=== WHAT IS EXPECTED ===
Leaving out the pictures, restate each record below word for word.

BEGIN INPUT

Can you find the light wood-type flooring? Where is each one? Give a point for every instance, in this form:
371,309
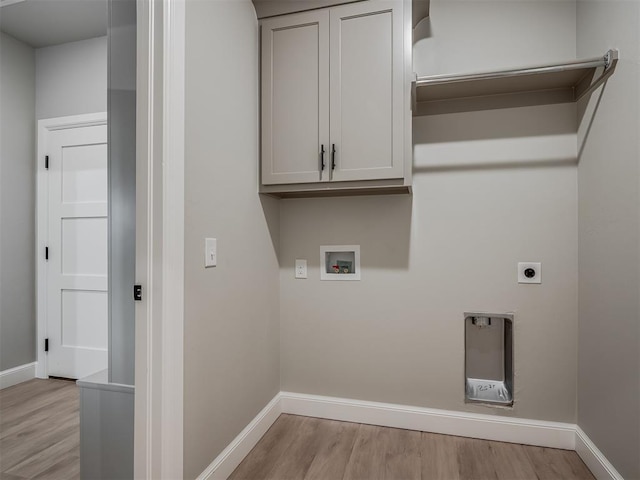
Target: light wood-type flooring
40,431
39,438
301,448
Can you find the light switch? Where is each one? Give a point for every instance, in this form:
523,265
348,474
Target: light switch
301,268
210,252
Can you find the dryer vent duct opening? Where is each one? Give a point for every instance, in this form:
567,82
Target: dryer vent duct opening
489,358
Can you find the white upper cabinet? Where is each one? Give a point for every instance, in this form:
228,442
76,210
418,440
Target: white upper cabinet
366,91
295,93
335,100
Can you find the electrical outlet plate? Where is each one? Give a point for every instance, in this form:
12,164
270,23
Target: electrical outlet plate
210,252
301,268
524,266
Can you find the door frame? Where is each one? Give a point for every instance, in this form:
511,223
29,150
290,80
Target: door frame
45,126
159,387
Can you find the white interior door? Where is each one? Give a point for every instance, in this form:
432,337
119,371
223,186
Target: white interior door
77,303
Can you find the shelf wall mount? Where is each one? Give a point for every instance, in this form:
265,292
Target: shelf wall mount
540,85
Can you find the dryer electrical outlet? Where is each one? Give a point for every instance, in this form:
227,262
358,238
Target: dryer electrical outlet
529,272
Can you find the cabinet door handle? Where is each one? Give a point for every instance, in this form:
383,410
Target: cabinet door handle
333,156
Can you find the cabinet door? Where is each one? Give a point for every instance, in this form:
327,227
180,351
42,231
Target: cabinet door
367,90
295,98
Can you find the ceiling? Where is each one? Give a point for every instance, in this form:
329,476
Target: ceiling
42,23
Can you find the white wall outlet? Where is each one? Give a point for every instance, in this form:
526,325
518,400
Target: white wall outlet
210,252
529,272
301,268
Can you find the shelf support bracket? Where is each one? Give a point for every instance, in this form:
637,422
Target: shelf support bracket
610,61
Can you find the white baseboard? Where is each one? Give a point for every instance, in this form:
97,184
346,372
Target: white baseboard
594,459
488,427
230,458
16,375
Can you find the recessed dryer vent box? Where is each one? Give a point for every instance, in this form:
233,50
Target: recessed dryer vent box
489,358
340,262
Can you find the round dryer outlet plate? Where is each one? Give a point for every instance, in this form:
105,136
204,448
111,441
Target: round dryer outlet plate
529,272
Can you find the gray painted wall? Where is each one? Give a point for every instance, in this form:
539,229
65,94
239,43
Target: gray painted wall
122,189
17,203
490,189
71,78
609,238
231,339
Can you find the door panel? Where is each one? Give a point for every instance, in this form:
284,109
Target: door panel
367,91
295,95
77,308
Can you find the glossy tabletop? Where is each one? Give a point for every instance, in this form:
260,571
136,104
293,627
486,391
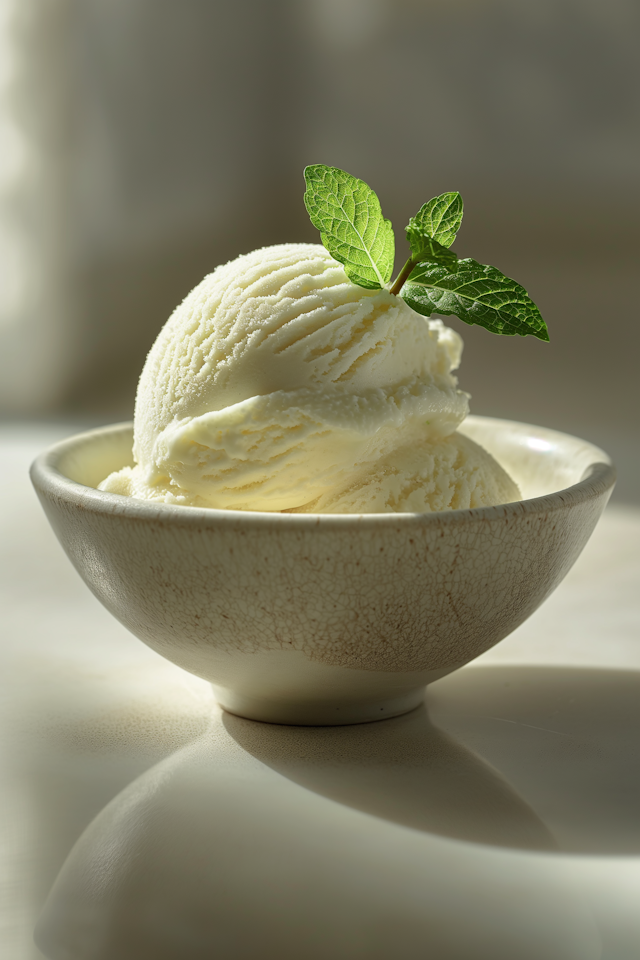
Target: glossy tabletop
502,821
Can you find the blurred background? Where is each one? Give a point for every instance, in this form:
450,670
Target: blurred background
142,142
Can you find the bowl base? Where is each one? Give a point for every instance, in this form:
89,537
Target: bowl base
318,714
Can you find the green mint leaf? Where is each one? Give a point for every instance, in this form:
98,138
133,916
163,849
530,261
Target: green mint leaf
347,213
429,250
440,219
476,294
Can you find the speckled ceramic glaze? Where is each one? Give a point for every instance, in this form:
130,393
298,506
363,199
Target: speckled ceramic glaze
319,619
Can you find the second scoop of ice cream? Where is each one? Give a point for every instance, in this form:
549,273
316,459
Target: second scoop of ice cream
280,385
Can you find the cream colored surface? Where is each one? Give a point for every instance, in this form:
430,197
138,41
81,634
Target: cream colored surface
278,384
272,608
376,840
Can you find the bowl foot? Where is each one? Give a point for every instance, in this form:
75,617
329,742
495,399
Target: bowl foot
320,713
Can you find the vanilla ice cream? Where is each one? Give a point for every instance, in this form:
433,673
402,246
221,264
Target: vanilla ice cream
280,385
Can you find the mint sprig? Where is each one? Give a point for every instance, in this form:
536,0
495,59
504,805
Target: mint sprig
348,215
476,294
440,219
433,280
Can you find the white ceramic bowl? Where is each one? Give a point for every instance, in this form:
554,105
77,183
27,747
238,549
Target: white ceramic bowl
320,619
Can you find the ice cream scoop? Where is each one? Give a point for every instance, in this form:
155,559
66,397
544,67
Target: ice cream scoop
278,384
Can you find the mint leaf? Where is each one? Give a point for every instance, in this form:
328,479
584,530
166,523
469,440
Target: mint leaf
440,219
430,250
348,215
476,294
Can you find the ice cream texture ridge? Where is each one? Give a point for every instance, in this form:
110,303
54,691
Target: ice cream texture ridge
280,385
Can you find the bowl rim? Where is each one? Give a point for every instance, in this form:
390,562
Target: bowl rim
598,480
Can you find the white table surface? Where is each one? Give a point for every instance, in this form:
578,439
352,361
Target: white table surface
503,824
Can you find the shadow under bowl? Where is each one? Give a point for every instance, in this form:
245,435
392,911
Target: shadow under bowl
326,619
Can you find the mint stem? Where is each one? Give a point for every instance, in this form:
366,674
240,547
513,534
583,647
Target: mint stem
402,277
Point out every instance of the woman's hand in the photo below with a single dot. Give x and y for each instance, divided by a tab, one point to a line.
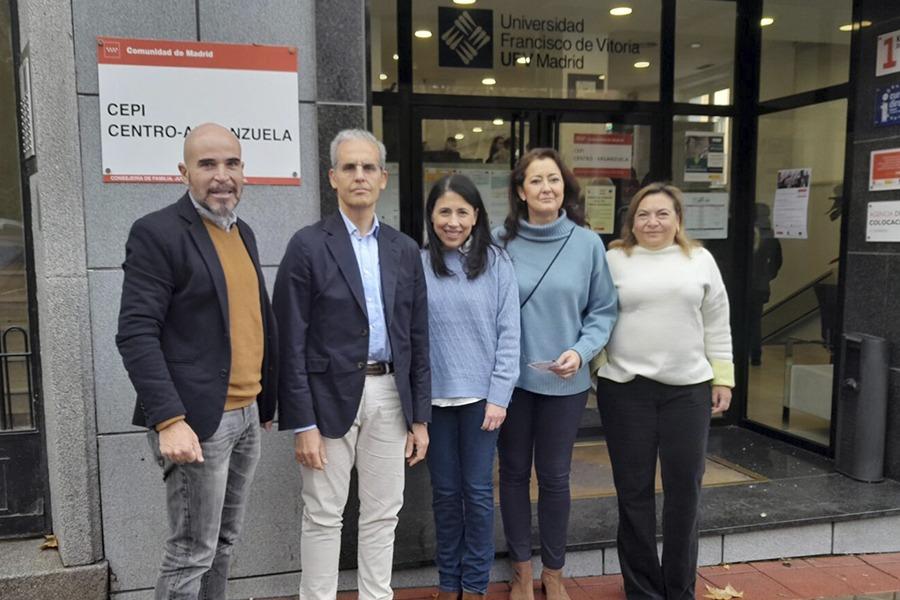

END INPUT

=== EXPECTED ANSWER ===
Can you find the light wood-type flooring? Where is each one? Give a point for every instance, in this form:
371,309
Target: light wood-type flooring
40,431
39,438
301,448
Can you find the light switch? Where is each one? Give a point for every instance, in this form:
523,265
348,474
Target: light switch
301,268
210,252
Can you find the dryer vent duct opening? Where is each one? Give a point for every instance, in this form:
567,82
Target: dryer vent duct opening
489,358
Can you find the white upper cabinet? Where is each one? Give a point for every instance, in this form:
228,442
76,210
418,440
Target: white upper cabinet
366,91
295,93
335,100
Can you find the electrical outlet plate? Where is each one? Give a point for every instance, in this form:
12,164
270,23
Target: electrical outlet plate
210,252
301,268
524,266
Can you find the door frame? Where is each one? Give a point for every instance, in this form:
511,223
29,150
290,80
Target: door frame
45,126
159,387
Can you find the white interior door? Where is each one? Give a point for every instance, in this form:
432,337
119,371
223,186
Target: white interior door
77,303
Can you find the shelf wall mount? Where is each one? Give a point for every instance, in this form:
265,292
Target: shelf wall mount
540,85
Can you find the dryer electrical outlet? Where is each one? Give a point for every instance, in this form:
227,262
358,238
Target: dryer electrical outlet
529,272
Can you find the cabinet door handle? Where is each one? Give a point for every instance, in this form:
383,410
Target: cabinet door handle
333,156
Can you find the cabinet door? Where is each one? Give a point for every instance, in this form:
327,227
180,351
42,231
Target: cabinet door
367,90
295,98
Can you find the ceiling? Where is each one? Give a point for every instance, in this form:
329,476
Target: ceiling
42,23
Can you find the white wall outlet? Where is each one? Give a point for every instance, in this form:
526,325
518,400
Target: white wall outlet
210,252
529,272
301,268
Can you find the shelf support bracket? Where is each one? Give a point for every instance, in this form:
637,422
Target: shelf support bracket
610,61
Can you find the white baseboard? Where is each one? Give a point for every instance, in this form:
97,184
346,372
Target: white baseboard
594,459
488,427
230,458
16,375
Can you find the recessed dryer vent box? Where is each one? Give a point for every instance, in this form:
233,50
Target: recessed dryer vent box
489,358
340,262
Can you find the round dryer outlet plate? Where is each one? Give a point for every instance, in this form:
105,136
204,448
111,441
Target: round dryer outlet plate
529,272
Can you find the gray painted wall? Where is each one? Give a point for every instance, in this form:
539,229
65,94
239,43
Target: gray painted wall
122,189
17,203
490,189
71,78
609,238
231,339
Can you find the door panel? Where is each one? Give a point for every instance, in this form:
284,109
Target: door panel
367,91
295,95
77,308
Can you find the glossy tabletop? Where is each one? Give a point for every instance, in this form:
260,571
136,104
293,627
486,391
Target: glossy tabletop
502,821
Can you find the blurred background? Where is each one? Give a point for every instance, in this form:
450,670
Target: blurred background
142,142
Can you find the bowl base? Where is each one? Give a point for every instance, in this form:
89,537
Target: bowl base
318,714
Can you find the green mint leaf? Where is each one? Give a point for every instance, in this form:
98,138
133,916
163,849
530,261
Target: green mint leaf
347,213
429,250
440,219
476,294
Can you find the speckled ceramic glaze? Where is each one? Give a point for every instance, in this form:
130,393
298,506
363,199
Target: speckled ceramic glaze
319,619
Can you find the second scoop of ice cream? Where is each one? Give a point for every instance, in this form:
549,273
316,459
Target: second scoop of ice cream
280,385
Can you find the cream colored surface? Where is each one? Give a point for every instance, in this form:
430,197
138,41
81,634
Target: cream colored surface
278,384
272,608
376,840
Can you find the bowl foot? Where is each one? Give a point for every instance, in this form:
75,617
329,742
495,399
Target: bowl foot
320,713
Can you find the vanilla ice cream? Where is each one? Give a point for every instance, in this form:
433,673
402,246
221,264
Target: vanilla ice cream
280,385
Can you find the mint sprig? Where is each one? Give a point for every instance, in this form:
536,0
495,59
504,805
Target: mint sprig
348,215
476,294
440,219
433,280
Can you find the white ceramic bowl? Where is each one? Give a point for every instance, in this form:
554,105
77,183
27,747
238,549
Target: white ceramic bowl
320,619
Can you find the ice cream scoop? Where is each one? Give a point for every instance, in this form:
155,559
66,397
544,67
Target: ice cream scoop
278,384
Can you find the mint leaf? Where is each one? Give a point for every instance, in this form:
328,479
584,530
166,523
469,440
Target: mint leaf
440,219
430,250
348,215
476,294
Can you find the ice cream texture ridge? Where is each one? Give a point for every instance, in this form:
110,303
54,691
Target: ice cream texture ridge
280,385
Can you find the bowl rim? Where is each one? Give a point for every instance, in this form:
390,562
Target: bowl rim
598,480
Can you find the white table surface? Where is each one? Give a point for every instance, in this form:
578,439
352,361
Target: white table surface
503,824
Can you find the shadow under bowl? Where is each one? Give a point for every instance, in this form:
245,435
392,911
Target: shadow under bowl
326,619
Can you find the mint stem? Where is each one? Give a point for every instance, in this form:
366,674
240,547
513,534
583,647
Target: mint stem
402,277
Point out every instance of the woman's hand in the photo below with a single dot. Give x and y for each instance, divided by a tab, one point to a line.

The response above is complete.